▸ **Exercise instructions**
Word for word, write out all of the entries that follow.

▸ **Listed records**
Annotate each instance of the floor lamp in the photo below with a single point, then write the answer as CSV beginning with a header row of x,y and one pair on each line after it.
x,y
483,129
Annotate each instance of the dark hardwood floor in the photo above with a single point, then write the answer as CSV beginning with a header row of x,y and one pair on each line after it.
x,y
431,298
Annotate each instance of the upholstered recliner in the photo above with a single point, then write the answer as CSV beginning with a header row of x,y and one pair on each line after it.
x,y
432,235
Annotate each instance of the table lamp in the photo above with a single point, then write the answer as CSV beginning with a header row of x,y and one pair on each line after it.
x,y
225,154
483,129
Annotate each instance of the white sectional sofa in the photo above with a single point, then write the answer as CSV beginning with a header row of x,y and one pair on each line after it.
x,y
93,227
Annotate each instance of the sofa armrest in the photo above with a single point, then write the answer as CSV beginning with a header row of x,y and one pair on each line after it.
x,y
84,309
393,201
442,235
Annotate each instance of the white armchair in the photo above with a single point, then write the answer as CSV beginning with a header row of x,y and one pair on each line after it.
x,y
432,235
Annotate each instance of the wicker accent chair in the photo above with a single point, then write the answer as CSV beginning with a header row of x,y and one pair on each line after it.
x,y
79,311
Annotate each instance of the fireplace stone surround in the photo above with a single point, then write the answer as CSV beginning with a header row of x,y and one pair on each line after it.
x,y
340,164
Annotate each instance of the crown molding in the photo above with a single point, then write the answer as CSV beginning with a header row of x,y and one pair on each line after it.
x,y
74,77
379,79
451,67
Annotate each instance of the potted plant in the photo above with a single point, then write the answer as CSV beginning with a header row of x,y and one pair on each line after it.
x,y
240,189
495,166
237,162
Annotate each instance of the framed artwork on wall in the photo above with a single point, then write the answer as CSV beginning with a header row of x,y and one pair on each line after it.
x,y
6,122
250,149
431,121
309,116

▸ **Final answer**
Annotate each instance of the floor lamp in the photo below with a single point, then write the answer as CSV beginning with a header row of x,y and one pair on each line after it.
x,y
483,129
Annotate each instance of the dark hardwood floor in the photo above with a single point, then write the answer as CSV beginning with a header row of x,y and one pair on each line after it.
x,y
431,298
Annotate each instance of the upholstered recliner in the photo above with a single point, then write the answer as CSV beginning with a header row of x,y and one pair on each line after it.
x,y
432,235
Annotate each instance of the table lamp in the photo above with a single point, then write the answer as CSV beginning with a header row of x,y and one pair on each line after it.
x,y
225,154
483,129
Annotate each instance of the white sectional sofa in the photo above with a single point, then write the answer as CSV beginning with a header row of x,y and one pair on each line after it.
x,y
93,227
Annotate each instance of the sofa armrest in the photo above with a single point, then write the answer as CSV beginning with a header row of x,y and one pair on each line after it.
x,y
84,309
393,201
442,235
Annotate each instance of the white armchair in the photo above with a single point, then write the answer as CSV beginning with a header row of x,y and one pair on each line after it.
x,y
432,235
Annotate each instance of the wicker accent chair in the photo above with a single point, then write the answer as CSV beginning with a header row of x,y and one pair on each line after it.
x,y
79,311
Annotate each instance of the fireplace stone surround in the photo above with a single point, then write the answer as CSV beginning with a header row of x,y and one pair on each line after it.
x,y
340,164
Annotate each instance of the crown molding in the photo above with a single point, then write the answer as CSV beginning with a header row of x,y and one pair on each line after it.
x,y
74,77
379,79
451,67
Annotate each instance of the potted plant in the photo above with a single point, then write the answer as CSV beginning with a header row of x,y and one pair on each line after it.
x,y
240,189
495,166
237,162
Annotate each instance of the framed artwork on wall in the photo above with a single point, then write the answer as CSV beginning with a header row of x,y and one pair on each line after it.
x,y
6,122
250,149
431,121
309,116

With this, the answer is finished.